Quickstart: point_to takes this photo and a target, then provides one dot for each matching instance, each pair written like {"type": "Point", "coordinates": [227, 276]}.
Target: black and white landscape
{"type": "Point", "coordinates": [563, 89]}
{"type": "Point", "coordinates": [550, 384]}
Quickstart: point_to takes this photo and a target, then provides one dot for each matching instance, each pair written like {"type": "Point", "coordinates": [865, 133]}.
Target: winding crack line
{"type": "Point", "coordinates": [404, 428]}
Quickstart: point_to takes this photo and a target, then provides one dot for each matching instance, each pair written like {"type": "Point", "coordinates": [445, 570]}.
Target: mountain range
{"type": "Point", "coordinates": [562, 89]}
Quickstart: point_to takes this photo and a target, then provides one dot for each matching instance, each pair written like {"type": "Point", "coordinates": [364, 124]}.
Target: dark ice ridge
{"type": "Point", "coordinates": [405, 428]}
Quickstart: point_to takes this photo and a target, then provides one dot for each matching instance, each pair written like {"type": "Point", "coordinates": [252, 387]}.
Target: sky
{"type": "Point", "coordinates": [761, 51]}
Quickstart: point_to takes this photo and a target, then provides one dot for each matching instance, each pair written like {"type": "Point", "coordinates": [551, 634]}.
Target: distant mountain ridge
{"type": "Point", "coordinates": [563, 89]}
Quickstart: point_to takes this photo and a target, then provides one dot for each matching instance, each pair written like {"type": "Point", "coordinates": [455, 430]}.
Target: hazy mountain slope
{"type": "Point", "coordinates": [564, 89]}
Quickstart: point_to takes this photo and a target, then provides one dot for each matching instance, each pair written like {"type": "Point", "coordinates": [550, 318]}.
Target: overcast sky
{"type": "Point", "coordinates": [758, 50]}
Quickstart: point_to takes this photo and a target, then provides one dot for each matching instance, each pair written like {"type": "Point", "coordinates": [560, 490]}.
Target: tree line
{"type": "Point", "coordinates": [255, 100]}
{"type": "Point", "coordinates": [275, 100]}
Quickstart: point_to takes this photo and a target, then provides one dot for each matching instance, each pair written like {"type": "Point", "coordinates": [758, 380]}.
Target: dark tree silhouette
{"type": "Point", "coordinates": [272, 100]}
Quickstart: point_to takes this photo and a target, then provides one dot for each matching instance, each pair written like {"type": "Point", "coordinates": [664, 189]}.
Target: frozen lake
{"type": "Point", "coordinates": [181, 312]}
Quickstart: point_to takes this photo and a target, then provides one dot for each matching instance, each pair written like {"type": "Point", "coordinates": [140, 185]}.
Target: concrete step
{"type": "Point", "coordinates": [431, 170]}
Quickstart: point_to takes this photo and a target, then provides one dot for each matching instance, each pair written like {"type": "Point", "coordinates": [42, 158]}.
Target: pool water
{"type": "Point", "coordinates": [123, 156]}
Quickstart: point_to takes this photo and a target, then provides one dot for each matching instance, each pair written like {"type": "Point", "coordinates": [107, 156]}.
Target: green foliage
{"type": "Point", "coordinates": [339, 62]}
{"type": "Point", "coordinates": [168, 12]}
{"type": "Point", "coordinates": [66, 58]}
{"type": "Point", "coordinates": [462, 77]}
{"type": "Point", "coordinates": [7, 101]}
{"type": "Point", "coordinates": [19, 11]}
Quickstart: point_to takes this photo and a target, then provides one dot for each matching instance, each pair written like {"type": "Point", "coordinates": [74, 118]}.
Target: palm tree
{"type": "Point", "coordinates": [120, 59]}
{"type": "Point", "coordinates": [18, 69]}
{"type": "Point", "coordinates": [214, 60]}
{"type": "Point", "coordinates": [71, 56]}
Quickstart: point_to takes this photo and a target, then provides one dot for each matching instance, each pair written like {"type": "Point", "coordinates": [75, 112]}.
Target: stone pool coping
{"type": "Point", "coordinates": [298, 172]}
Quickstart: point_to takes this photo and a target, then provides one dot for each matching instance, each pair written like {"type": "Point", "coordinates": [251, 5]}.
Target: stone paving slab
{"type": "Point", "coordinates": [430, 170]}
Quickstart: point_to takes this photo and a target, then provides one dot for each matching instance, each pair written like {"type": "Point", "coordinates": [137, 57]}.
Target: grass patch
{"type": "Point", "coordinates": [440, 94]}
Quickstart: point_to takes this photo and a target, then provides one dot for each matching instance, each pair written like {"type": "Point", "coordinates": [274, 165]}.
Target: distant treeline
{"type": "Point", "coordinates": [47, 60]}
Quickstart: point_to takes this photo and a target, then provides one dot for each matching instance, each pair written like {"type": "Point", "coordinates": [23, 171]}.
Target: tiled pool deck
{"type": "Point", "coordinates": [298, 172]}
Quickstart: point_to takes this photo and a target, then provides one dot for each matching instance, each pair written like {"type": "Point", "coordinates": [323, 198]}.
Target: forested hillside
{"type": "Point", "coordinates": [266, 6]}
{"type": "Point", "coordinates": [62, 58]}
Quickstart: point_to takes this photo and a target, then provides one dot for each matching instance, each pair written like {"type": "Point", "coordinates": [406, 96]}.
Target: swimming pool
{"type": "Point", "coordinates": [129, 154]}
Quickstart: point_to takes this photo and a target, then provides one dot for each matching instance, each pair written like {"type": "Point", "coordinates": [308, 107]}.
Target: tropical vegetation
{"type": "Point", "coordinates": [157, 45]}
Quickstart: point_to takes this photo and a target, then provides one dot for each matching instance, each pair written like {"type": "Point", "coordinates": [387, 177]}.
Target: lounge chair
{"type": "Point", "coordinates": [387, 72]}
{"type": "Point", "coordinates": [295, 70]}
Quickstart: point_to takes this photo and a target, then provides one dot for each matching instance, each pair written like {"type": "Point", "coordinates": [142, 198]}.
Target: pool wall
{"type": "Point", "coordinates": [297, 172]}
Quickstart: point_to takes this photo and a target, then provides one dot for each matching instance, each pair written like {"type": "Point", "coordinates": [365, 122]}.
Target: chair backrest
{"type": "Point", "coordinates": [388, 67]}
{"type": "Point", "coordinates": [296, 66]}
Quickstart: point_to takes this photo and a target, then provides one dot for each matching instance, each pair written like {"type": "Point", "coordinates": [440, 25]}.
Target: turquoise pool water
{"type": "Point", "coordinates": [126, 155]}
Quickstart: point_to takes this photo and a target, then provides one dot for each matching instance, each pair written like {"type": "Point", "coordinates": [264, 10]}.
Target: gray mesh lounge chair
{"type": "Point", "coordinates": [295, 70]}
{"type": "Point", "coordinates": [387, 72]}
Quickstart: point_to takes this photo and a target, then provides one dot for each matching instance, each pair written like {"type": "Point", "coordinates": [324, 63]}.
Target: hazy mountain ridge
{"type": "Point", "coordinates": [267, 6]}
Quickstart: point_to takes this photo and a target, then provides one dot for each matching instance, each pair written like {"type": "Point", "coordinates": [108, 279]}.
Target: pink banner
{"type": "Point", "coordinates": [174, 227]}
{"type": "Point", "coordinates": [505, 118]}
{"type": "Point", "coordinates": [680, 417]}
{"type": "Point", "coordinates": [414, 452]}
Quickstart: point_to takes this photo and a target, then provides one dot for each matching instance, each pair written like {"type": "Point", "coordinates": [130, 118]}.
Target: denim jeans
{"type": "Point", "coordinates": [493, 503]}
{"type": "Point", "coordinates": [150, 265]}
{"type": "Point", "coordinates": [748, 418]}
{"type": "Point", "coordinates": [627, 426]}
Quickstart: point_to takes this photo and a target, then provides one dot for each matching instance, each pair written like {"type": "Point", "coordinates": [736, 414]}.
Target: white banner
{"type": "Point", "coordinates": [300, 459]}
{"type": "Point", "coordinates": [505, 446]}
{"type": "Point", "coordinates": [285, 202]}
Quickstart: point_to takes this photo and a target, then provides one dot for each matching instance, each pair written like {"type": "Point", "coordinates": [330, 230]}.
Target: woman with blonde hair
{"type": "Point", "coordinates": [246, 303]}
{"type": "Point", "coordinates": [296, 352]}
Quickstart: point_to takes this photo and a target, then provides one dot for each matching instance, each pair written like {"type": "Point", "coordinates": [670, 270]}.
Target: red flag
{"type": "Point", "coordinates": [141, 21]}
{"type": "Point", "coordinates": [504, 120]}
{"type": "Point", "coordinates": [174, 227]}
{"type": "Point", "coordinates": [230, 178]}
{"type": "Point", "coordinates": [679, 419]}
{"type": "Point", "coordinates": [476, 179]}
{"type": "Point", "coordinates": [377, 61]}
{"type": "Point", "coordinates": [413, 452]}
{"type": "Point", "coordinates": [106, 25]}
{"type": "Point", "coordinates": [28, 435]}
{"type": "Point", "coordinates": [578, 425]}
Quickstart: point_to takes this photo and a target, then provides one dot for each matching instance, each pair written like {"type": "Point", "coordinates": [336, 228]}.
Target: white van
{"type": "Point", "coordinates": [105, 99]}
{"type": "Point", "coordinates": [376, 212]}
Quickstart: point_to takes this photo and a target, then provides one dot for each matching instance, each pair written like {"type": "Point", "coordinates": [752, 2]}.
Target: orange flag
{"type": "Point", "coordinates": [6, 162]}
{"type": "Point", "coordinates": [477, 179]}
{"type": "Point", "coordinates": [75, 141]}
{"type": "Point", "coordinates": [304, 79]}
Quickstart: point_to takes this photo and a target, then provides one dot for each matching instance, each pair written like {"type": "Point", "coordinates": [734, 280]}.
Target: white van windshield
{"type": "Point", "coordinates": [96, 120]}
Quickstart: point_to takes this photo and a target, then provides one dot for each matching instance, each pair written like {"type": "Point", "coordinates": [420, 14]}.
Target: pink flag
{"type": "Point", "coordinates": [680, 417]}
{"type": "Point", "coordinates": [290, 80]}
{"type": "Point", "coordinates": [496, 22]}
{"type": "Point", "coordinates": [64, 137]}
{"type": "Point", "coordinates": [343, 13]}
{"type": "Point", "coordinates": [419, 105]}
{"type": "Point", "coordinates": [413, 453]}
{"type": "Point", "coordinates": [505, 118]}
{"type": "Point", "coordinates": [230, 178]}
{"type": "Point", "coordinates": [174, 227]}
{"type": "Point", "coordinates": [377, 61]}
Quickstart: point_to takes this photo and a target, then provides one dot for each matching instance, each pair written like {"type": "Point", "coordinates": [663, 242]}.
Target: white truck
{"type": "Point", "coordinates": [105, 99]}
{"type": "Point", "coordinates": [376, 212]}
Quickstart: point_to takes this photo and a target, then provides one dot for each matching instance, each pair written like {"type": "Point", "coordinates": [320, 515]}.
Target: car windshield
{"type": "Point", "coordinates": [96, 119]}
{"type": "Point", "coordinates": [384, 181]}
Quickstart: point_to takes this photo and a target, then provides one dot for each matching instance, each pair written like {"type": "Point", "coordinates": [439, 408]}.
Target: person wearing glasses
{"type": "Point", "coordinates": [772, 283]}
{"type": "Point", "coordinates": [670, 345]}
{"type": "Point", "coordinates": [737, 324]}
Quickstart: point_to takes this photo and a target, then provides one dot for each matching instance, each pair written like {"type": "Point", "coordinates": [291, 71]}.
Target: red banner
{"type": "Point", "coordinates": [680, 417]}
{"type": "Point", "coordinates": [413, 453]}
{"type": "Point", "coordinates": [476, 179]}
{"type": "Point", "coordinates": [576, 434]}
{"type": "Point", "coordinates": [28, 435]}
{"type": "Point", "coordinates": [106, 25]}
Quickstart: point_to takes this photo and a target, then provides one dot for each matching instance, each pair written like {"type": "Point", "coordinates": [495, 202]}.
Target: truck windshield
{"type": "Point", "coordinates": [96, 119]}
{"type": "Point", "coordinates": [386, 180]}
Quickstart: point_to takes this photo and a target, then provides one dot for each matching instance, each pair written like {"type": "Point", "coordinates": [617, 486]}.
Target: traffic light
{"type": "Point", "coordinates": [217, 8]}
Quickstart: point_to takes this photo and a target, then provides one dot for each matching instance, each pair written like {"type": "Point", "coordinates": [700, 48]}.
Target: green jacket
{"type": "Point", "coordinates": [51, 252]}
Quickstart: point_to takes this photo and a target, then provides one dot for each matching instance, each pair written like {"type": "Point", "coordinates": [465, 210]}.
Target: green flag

Task brief
Return each line of the rows above that contains the word "pool". Case counts.

The output
Target: pool water
Target: stone pool coping
Target: tiled pool deck
Target: swimming pool
Target: pool wall
Target: turquoise pool water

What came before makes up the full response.